* Start *

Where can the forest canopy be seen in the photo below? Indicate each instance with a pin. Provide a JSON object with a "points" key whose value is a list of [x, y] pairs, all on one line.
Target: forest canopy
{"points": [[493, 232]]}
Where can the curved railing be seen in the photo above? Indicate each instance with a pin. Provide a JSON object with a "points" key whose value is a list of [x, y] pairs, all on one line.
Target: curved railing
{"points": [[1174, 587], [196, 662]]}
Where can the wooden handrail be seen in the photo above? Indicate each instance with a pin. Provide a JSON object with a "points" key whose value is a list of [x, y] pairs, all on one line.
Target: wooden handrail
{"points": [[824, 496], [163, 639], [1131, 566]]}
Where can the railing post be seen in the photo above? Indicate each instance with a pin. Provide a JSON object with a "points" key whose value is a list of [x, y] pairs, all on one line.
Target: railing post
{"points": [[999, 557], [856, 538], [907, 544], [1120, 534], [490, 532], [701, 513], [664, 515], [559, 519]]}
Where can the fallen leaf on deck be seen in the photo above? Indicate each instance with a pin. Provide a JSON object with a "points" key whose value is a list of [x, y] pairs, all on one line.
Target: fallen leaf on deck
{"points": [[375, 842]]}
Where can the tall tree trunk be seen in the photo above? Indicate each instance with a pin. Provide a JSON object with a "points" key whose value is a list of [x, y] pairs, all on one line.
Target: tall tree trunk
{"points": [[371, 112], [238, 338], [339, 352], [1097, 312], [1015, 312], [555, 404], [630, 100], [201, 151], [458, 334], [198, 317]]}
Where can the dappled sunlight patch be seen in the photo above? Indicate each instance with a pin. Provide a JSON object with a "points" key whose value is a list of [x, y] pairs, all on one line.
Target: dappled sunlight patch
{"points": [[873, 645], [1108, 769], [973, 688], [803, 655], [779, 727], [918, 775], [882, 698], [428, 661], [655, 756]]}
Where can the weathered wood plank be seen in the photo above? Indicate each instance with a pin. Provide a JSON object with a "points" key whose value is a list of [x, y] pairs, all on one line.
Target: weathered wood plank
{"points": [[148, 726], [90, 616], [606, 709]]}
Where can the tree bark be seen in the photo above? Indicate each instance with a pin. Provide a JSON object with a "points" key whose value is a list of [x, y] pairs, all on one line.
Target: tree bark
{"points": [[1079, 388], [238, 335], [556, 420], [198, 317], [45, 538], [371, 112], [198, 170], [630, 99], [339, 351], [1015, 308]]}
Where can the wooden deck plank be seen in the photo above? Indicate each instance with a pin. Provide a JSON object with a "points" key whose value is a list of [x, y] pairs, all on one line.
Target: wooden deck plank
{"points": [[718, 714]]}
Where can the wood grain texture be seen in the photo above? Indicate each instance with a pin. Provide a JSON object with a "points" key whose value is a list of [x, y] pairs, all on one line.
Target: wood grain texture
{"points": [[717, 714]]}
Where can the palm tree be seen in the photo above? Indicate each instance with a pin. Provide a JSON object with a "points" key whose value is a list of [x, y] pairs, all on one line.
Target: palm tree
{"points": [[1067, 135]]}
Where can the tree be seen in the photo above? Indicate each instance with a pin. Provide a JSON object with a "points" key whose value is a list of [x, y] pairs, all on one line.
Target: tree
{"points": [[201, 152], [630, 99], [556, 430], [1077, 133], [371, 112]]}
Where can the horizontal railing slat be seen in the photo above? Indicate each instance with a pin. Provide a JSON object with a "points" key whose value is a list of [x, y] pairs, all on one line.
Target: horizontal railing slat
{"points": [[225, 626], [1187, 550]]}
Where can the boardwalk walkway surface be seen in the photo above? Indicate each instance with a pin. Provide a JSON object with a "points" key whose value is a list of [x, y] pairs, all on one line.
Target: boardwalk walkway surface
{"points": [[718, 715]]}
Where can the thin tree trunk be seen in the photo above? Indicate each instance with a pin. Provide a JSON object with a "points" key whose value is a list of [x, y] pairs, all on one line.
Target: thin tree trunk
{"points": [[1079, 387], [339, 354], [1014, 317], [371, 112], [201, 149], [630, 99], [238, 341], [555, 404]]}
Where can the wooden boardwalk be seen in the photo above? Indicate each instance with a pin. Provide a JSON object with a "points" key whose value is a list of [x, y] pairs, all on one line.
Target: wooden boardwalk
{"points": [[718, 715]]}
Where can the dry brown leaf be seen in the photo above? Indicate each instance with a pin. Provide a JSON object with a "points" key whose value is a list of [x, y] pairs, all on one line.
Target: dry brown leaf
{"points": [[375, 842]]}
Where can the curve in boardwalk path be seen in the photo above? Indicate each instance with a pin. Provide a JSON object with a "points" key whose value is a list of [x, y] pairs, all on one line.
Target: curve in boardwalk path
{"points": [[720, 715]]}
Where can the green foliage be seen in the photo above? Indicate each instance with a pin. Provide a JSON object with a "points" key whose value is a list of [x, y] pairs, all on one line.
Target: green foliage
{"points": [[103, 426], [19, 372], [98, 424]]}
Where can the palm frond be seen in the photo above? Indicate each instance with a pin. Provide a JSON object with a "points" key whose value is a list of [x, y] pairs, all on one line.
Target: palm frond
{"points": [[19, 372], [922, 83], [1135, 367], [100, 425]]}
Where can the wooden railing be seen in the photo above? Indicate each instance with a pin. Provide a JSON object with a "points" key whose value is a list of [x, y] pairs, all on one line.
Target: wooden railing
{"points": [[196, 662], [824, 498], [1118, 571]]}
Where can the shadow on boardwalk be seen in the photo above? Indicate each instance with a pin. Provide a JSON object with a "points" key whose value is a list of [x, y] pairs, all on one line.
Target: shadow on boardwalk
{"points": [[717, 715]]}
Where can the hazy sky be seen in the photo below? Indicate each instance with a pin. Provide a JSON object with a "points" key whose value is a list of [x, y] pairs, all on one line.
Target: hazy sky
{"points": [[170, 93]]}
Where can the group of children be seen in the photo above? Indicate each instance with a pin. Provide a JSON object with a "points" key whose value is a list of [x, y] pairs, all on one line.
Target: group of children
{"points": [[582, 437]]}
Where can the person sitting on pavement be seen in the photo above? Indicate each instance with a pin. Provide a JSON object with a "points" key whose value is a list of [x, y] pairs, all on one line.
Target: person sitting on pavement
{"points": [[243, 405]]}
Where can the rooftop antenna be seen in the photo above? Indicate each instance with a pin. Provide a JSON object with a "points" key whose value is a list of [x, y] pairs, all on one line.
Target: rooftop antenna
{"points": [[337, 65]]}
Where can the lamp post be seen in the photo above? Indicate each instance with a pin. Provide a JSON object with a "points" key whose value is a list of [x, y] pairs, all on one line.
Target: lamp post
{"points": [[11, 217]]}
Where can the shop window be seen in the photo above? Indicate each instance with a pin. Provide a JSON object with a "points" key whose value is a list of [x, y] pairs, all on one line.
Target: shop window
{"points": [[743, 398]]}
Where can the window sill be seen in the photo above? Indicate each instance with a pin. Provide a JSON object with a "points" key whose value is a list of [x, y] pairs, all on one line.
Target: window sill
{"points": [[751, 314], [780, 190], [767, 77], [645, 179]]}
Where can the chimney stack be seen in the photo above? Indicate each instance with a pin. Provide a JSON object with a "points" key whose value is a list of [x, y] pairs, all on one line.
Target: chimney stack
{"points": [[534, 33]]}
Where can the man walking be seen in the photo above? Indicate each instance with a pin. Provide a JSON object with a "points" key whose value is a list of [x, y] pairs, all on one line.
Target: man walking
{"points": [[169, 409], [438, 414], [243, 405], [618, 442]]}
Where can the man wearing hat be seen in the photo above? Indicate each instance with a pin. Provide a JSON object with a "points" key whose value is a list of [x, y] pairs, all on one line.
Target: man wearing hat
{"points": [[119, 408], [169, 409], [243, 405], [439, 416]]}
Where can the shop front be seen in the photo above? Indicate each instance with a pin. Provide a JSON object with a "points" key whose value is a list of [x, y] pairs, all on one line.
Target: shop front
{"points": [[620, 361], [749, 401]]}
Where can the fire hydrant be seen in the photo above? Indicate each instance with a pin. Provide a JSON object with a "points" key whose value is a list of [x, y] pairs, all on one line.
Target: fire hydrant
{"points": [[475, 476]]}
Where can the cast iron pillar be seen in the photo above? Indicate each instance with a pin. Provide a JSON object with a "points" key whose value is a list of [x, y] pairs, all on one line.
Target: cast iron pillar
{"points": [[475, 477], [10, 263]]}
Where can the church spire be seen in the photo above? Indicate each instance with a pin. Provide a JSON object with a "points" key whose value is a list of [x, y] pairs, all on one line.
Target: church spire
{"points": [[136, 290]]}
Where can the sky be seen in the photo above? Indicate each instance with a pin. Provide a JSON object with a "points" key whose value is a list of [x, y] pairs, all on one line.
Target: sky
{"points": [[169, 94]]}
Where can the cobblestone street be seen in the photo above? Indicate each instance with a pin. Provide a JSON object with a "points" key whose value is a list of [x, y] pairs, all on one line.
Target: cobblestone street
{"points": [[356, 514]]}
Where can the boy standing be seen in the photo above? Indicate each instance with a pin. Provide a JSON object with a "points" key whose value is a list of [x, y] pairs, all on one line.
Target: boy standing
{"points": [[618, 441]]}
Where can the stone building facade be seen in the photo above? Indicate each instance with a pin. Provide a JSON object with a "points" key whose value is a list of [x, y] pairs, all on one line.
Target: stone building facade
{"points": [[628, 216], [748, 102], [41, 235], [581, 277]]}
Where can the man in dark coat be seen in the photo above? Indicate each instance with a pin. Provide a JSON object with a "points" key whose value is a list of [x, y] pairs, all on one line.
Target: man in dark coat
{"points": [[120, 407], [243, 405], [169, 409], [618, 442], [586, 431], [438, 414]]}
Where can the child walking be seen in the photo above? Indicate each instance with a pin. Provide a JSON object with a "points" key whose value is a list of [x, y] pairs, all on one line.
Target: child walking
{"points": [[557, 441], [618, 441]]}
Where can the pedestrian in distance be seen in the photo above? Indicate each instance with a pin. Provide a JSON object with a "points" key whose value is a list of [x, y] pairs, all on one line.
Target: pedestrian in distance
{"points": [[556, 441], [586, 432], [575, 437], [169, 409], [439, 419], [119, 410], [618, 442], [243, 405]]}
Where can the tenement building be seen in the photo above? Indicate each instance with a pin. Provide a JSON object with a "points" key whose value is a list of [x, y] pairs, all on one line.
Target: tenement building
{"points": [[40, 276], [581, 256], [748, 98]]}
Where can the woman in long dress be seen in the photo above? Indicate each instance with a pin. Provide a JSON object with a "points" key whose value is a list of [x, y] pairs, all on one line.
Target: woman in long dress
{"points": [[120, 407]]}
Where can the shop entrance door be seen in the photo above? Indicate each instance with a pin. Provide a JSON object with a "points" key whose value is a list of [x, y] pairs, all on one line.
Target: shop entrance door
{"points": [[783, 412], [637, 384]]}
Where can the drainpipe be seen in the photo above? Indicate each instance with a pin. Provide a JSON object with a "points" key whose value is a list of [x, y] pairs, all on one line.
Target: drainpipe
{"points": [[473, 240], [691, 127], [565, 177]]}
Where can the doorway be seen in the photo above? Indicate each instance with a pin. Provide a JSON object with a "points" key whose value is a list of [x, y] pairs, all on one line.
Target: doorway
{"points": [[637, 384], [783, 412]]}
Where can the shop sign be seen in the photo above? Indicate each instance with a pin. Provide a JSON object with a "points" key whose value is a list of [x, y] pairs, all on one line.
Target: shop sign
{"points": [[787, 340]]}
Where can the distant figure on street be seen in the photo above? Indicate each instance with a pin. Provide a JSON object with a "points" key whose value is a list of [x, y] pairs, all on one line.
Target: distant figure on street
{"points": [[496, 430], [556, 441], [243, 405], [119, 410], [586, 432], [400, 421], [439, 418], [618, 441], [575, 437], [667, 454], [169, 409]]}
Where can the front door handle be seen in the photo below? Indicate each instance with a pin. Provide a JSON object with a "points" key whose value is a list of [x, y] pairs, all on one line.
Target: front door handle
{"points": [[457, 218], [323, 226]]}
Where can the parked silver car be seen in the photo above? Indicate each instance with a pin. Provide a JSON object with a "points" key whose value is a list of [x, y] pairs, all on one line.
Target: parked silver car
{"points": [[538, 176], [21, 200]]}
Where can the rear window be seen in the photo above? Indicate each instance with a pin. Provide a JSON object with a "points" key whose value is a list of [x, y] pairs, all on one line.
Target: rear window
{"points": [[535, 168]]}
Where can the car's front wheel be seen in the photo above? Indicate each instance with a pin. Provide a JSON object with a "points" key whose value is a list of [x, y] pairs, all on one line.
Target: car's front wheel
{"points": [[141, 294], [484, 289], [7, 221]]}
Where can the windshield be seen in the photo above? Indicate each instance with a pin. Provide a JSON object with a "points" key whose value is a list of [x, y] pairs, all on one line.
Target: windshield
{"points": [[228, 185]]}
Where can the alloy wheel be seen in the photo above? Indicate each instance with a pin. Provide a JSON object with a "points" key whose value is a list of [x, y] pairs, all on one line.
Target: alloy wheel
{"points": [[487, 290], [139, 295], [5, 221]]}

* End *

Only the lines from the one containing "Where can the rear" to the end of the data should be printed, exactly as they stand.

### OUTPUT FOR THIS TASK
Where can the rear window be seen in the photo above? Indicate each instance with a pin. Provide a JSON object with a "points" key whose value is a list of [x, y] pairs, all on one line.
Target: rear window
{"points": [[535, 168]]}
Where can the car's front wheel be seen in the photo above? Indicate each instance with a pin. Provide a JSON object with a "points" key whose value is a list of [x, y] pairs, all on one line.
Target: car's front wheel
{"points": [[141, 294], [484, 289], [7, 221]]}
Where can the windshield be seen in the photo above? Indicate each instance with a pin. Provide a JSON object with a "points" key whose value is a list of [x, y] pairs, all on one line.
Target: windshield
{"points": [[228, 185]]}
Where can the alloy wheel be seen in the photo above? Indicate each instance with a pin. Provide a JSON object with a "points" key whose value is a list of [x, y] pairs, all on one line.
Target: alloy wheel
{"points": [[487, 290], [139, 295], [5, 221]]}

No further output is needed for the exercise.